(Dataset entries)
───
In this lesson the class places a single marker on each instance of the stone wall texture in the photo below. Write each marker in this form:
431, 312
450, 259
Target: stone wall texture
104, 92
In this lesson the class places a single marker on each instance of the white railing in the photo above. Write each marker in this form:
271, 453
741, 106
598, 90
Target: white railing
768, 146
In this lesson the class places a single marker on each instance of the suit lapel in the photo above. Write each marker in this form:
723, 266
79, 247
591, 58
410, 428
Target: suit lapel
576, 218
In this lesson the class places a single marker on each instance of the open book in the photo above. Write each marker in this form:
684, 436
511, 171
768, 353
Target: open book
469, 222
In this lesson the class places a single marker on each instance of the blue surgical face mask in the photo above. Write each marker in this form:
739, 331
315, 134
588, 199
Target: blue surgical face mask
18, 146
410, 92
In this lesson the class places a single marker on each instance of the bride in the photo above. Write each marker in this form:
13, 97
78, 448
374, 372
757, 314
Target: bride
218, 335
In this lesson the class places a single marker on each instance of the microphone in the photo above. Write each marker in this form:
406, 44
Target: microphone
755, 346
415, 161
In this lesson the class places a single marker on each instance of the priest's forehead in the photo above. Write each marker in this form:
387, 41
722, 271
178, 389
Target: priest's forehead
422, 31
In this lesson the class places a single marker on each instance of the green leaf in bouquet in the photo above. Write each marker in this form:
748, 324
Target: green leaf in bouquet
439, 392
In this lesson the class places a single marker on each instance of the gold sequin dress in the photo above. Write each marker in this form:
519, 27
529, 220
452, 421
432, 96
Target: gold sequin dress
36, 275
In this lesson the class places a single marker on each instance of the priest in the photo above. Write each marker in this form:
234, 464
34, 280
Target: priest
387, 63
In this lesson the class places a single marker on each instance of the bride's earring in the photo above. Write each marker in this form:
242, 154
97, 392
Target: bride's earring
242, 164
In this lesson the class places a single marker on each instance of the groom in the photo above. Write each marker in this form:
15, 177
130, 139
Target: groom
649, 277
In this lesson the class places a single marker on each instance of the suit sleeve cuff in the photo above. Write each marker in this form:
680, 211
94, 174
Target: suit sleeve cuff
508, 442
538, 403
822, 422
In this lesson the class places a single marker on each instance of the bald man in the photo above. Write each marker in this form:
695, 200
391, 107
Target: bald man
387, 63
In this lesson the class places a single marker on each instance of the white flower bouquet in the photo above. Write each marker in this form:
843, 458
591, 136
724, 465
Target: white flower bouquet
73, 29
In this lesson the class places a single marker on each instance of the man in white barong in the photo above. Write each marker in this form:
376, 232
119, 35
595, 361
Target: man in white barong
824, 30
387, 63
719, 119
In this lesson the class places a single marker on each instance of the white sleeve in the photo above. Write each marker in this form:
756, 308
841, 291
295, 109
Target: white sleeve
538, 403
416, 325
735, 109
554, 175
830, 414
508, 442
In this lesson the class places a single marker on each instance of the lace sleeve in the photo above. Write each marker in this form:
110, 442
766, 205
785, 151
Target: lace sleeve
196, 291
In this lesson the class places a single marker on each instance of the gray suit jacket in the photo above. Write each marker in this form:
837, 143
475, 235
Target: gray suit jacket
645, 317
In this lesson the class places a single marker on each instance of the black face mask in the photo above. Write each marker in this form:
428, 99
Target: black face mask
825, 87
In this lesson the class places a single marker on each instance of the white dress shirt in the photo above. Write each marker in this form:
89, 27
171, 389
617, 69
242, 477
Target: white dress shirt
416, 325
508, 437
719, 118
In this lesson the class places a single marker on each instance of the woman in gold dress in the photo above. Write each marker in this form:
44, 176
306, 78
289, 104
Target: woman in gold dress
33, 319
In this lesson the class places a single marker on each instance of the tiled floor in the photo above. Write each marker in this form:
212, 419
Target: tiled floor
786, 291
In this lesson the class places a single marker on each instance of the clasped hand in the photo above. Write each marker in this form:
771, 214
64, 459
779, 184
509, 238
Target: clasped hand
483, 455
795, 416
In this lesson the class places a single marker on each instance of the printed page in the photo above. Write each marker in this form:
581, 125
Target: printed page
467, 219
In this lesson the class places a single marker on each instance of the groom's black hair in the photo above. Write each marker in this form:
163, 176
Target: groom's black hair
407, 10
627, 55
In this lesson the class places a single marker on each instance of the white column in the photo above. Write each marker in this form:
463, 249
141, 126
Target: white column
───
Nothing in the records may be left out; reproduce them exactly.

TASK RESPONSE:
In this lesson the class places a single marker on each instance of the stone wall texture in the photo below. Write each marker in this form:
431, 312
450, 259
Target: stone wall texture
104, 92
In this lesson the class places a single marker on each instance of the white railing in the photo above. Write each marker in this form:
271, 453
741, 106
598, 90
Target: white railing
768, 146
In this lesson the class places a single marker on each instance of the suit lapel in the photo above. Write each marker in this form:
723, 266
79, 247
591, 58
410, 428
Target: suit lapel
576, 218
In this lesson the class places a single marker on each instance of the open book in the photo above. Write each marker in this form:
684, 436
511, 171
768, 353
Target: open book
469, 222
In this lesson the class places a single marker on each instance of the blue surgical face mask in the photo above. Write each marker in this form:
739, 331
315, 134
588, 199
Target: blue surgical face mask
18, 146
410, 92
In this lesson the class places a single marker on each instance of the bride in the photo above. Write each marker in this form:
13, 97
78, 448
374, 372
757, 314
Target: bride
218, 335
In this lesson the class places a single marker on each instance of the microphone in the photo above. Write each marker in this form:
406, 44
Target: microphone
755, 346
415, 161
In this lesson the class places a single marker on each instance of the priest's forehead in the photo above. Write each marker in this form:
387, 41
722, 271
178, 389
Target: priest's forehead
422, 31
In this lesson the class places a single marker on each instance of the green leaf in bouquet in the photo above. Write each marker in this form:
748, 324
Target: green leaf in bouquet
439, 392
In this lesson the class places a single marker on each instance of the gold sequin dress in the photo above. Write each marker in this form:
519, 27
529, 220
452, 421
432, 96
Target: gold sequin dress
36, 275
In this lesson the class places a single marker on each instance of the priest in the photo above. Write each marker in this form:
234, 464
34, 280
Target: priest
387, 63
In this lesson the class places a single marker on each instance of the bride's earring in the photo above. Write each marker in this form:
242, 154
97, 392
Target: bride's earring
242, 164
In this lesson the class places a single marker on each instance of the groom in the photo above. Write each marker in this form:
15, 177
130, 139
Target: groom
649, 277
In this lesson the class places a single marker on each instance of the suit sleeve cuff in the photo above. Write each marker in this form:
680, 211
94, 174
Target: suit sleeve cuff
508, 442
538, 403
822, 422
In this lesson the class places a single marker on each instance of the bald man in the photo above. Write each marker in this form:
695, 200
391, 107
Target: bald man
387, 63
In this lesson the class places a single marker on each instance of the white flower bouquet in the photo above. Write each marker in this form:
843, 458
591, 136
724, 465
Target: white flower bouquet
73, 29
In this lesson the class places a single marker on each instance of the man in white barong in the photo above. Write each marker in this form:
376, 232
119, 35
595, 361
Target: man in white barong
824, 30
387, 63
719, 119
In this lesson the class places a single marker on each instance of the white sleeve in the photo above. Write each marker in this form:
756, 308
841, 291
295, 109
Target: white sleeve
538, 403
416, 325
735, 109
554, 175
830, 414
508, 442
In this lesson the class places a single marker on each instance of the lace sleeve in the photo above. Write each marker in this form:
110, 442
766, 205
785, 151
Target: lace sleeve
196, 291
In this lesson the class places a single marker on each instance of the gray suit jacket in the photo above. Write each marker in this form:
837, 143
475, 235
Target: gray suit jacket
645, 317
In this lesson the class places a single marker on each instance of the black face mask in the photo above. Write each marker in this form:
428, 99
Target: black face mask
825, 87
In this lesson the class places a single marker on each instance of the white dress shirt in the photo above. Write each marker in this form:
89, 27
171, 389
617, 69
242, 477
Target: white dress shirt
416, 325
508, 437
719, 118
In this lesson the class places a single marker on each instance of the woman in gold dress in the photo above. Write each marker in this form:
44, 176
306, 78
289, 104
Target: woman in gold dress
33, 319
In this lesson the class places a single marker on each instance of the tiled floor in the photo above. Write each marker in this form:
212, 419
Target: tiled floor
786, 291
In this lesson the class places a single marker on each instance of the clasped hand in the photo above. Write each marker in this form:
771, 214
64, 459
779, 184
509, 238
Target: clasped hand
483, 455
795, 416
In this lesson the class places a single marker on each instance of the printed page in the photo above. Write each marker in this form:
581, 125
Target: printed page
467, 219
In this lesson the class places a single marker on each instance of the groom's black hair in the photo above. Write each marker in this form:
163, 176
Target: groom's black hair
407, 10
627, 55
In this lesson the class places a single marker on each instance of the white column in the photo above. Write each marker in this form:
463, 249
141, 126
Target: white column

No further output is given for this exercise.